■ DESCRIPTION OF THE TASK: Every entry in the following listing must be restated word for word, though not its pictures.

START MATERIALS PROVIDED

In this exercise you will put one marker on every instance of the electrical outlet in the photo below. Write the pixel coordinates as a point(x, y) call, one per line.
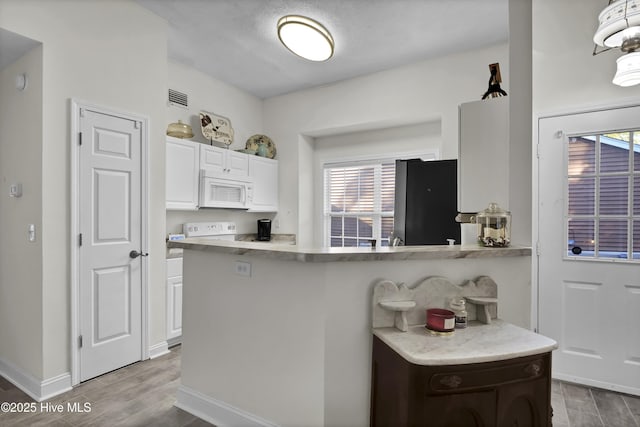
point(243, 268)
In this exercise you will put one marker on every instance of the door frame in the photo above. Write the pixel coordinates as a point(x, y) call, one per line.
point(76, 106)
point(535, 232)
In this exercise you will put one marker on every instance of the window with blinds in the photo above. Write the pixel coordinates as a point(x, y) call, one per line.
point(358, 203)
point(603, 209)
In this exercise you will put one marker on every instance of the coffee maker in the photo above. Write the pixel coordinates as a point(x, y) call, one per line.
point(264, 230)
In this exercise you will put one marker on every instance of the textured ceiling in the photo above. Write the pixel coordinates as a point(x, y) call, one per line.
point(235, 40)
point(13, 46)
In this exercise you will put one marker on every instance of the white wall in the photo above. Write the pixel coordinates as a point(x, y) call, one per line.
point(110, 53)
point(21, 260)
point(406, 142)
point(418, 93)
point(245, 112)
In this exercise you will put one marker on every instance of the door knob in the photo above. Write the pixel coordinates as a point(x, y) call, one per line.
point(135, 254)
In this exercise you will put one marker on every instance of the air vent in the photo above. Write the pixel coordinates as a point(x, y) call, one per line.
point(178, 99)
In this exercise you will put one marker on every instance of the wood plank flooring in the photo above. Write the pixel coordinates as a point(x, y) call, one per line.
point(579, 406)
point(143, 394)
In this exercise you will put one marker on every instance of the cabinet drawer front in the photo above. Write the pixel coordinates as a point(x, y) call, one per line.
point(174, 267)
point(486, 377)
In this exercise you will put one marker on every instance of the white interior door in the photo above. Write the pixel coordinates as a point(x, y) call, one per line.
point(589, 246)
point(110, 220)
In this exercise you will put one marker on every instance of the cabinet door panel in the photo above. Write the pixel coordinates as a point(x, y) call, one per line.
point(212, 158)
point(182, 174)
point(237, 163)
point(464, 409)
point(174, 307)
point(524, 404)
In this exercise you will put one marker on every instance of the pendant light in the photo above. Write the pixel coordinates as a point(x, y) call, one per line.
point(305, 37)
point(619, 27)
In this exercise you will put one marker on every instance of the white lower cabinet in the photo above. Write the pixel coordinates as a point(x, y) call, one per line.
point(174, 300)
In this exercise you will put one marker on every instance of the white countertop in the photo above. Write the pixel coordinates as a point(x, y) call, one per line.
point(475, 344)
point(296, 253)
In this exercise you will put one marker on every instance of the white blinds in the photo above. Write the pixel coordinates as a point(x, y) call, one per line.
point(358, 203)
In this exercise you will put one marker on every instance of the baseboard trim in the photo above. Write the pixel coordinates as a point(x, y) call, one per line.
point(215, 411)
point(597, 384)
point(174, 341)
point(158, 350)
point(36, 389)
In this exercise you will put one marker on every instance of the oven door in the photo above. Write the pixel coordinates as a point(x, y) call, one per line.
point(217, 192)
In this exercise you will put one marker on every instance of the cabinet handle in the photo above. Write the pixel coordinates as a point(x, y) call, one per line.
point(534, 369)
point(451, 381)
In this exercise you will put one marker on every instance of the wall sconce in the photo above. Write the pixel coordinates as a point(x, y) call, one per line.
point(619, 27)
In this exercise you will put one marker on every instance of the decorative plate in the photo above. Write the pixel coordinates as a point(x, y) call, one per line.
point(216, 128)
point(254, 141)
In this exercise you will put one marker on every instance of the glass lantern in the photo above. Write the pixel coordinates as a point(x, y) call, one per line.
point(494, 227)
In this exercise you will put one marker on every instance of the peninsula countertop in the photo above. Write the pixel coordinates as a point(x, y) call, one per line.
point(475, 344)
point(288, 252)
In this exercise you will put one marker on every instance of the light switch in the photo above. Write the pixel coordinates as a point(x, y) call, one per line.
point(243, 268)
point(15, 190)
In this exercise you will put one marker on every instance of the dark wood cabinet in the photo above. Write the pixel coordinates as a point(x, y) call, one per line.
point(513, 392)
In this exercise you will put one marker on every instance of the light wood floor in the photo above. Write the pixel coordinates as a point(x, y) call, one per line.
point(143, 394)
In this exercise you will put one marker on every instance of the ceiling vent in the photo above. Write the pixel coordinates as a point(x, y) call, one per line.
point(178, 99)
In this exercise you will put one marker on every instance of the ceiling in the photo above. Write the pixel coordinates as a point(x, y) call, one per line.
point(13, 46)
point(235, 41)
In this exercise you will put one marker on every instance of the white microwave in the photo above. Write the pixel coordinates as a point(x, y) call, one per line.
point(217, 191)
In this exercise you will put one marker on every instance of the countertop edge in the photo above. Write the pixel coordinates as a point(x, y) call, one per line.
point(288, 252)
point(543, 345)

END MATERIALS PROVIDED

■ YOUR RESPONSE:
In this exercise you will put one marker on every instance of the electrical outlet in the photo below. Write the pixel coordinates as a point(x, y) call, one per line.
point(243, 268)
In this exercise you will put one marker on every instance of the door frame in the photo above. Write the pixel coordinates as a point(x, y) call, one per line.
point(76, 106)
point(535, 232)
In this exercise you will put one marker on every instance of the window with blinds in the photo above. Write the pixel coordinates as a point(x, y) call, one per line.
point(358, 203)
point(603, 209)
In this exercise you will put one marker on every instance of the coffee maker in the photo above. Write the pixel coordinates as a point(x, y) call, one per line.
point(264, 230)
In this exercise you will put one marker on every instance of the textured ceiling in the photo above. Write the pixel coordinates as a point(x, y) call, one per line.
point(235, 40)
point(13, 46)
In this exercise you will put one marker on every instance of the white wall in the photo above. Write the pixel coordinates as a point(x, y) call, one per line.
point(110, 53)
point(21, 260)
point(406, 142)
point(418, 93)
point(245, 112)
In this exercise you will put one marker on every instance of the door knob in the photo above. Write the pixel coordinates as a point(x, y) call, one per line.
point(135, 254)
In this exercise you will put one marker on every instance of the air vent in the photo above. Write the pixel coordinates as a point(x, y) call, one per line.
point(178, 99)
In this exercise you will put one marker on every instance of the wood plank flooring in the photo above. Write the pixel coordinates as a point(x, y) call, one per line.
point(579, 406)
point(143, 394)
In this exercise you will put one marker on every instance of the cabinet drawer front in the photo above. Write the pixel coordinates as a point(x, y) call, one per line.
point(174, 267)
point(486, 377)
In this exercise you will put one marker on every instance of the white interior door in the photo above. Write the pixel coordinates as a point(x, y) call, one per line.
point(589, 246)
point(110, 220)
In this exercise you will put one marker on every instance of the cabinet door panel in the photo above. Write the pixel coordinates as a point(x, y) call, one per line.
point(212, 158)
point(182, 174)
point(237, 163)
point(464, 409)
point(174, 307)
point(524, 404)
In this exercise you will put one marker on every instance of the pendant light in the photo above. Write the pixel coordinates as a point(x, y) call, one per line.
point(305, 37)
point(619, 27)
In this exercise you will put one marker on every instance of the white lower cabinet in the photo above. Write the pixel coordinates as a point(x, y) call, one per line.
point(174, 300)
In this exercise you will put one marker on every instance of the white countertop in the photo above. Write the pixel coordinates as a point(x, y) call, one per line.
point(475, 344)
point(296, 253)
In this exercise you will put one marker on every instance of the white blinds in the photo above. Write the pixel coordinates as a point(x, y) call, one per line.
point(358, 203)
In this exercise you will put one marker on every instance of the baseboard trim in the photo above. Write the pixel coordinates as a point(x, y) call, one per line.
point(215, 411)
point(597, 384)
point(174, 341)
point(158, 350)
point(36, 389)
In this exercise you will put one marker on every instance of the oven door in the photo above. Write the pixel coordinates as a point(x, y) call, one per line.
point(217, 192)
In this exercise you will put one marker on every instance of the cabinet handle in the photo above. Write the pixel coordinates as a point(x, y) call, one per line.
point(534, 369)
point(451, 381)
In this exercise you will put one marker on every instance of the wall sconce in the photo above. Write the pixel coordinates as a point(x, y) call, one per line.
point(619, 27)
In this exercise you will put one marker on every instance of the decorative plate in the photo above. Write the pixel coordinates as a point(x, y) call, one per line.
point(216, 128)
point(254, 141)
In this exercise you will put one marker on every instance of the glass lantern in the photo above. Write the pixel coordinates as a point(x, y) call, one per line.
point(494, 227)
In this exercise you will put one marker on every instance of the peninsula countertop in the photo above. Write the pixel coordinates as a point(x, y) call, one per line.
point(475, 344)
point(288, 252)
In this exercise you will put one marker on every instance of the light switch in the photo above. Write the pixel coordinates as a point(x, y) call, one per line.
point(243, 268)
point(15, 190)
In this exercise you will put one marker on every instance of the dark wood cabinet in the photo above. Write the pixel coordinates as a point(x, y) call, one per line.
point(513, 392)
In this exercise you will put one marker on every instance of the light wood floor in the photo above. Write the pixel coordinates as a point(x, y) call, one per line.
point(143, 394)
In this exercise you will put one marker on every instance of the ceiling vent in the photo above. Write the pixel coordinates as a point(x, y) call, one per line.
point(178, 99)
In this exercise you will put one marker on every instance of the ceiling in the photo above. Write the pixel coordinates as a point(x, y) call, one per line.
point(13, 46)
point(235, 41)
In this exercise you will put one marker on every instance of the white microwave in the photo above. Write the pixel coordinates as a point(x, y) call, one per line.
point(217, 191)
In this exercise you will put one marker on every instance of the countertop edge in the photo above. Write the pixel coordinates as a point(x, y) call, one per line.
point(288, 252)
point(543, 345)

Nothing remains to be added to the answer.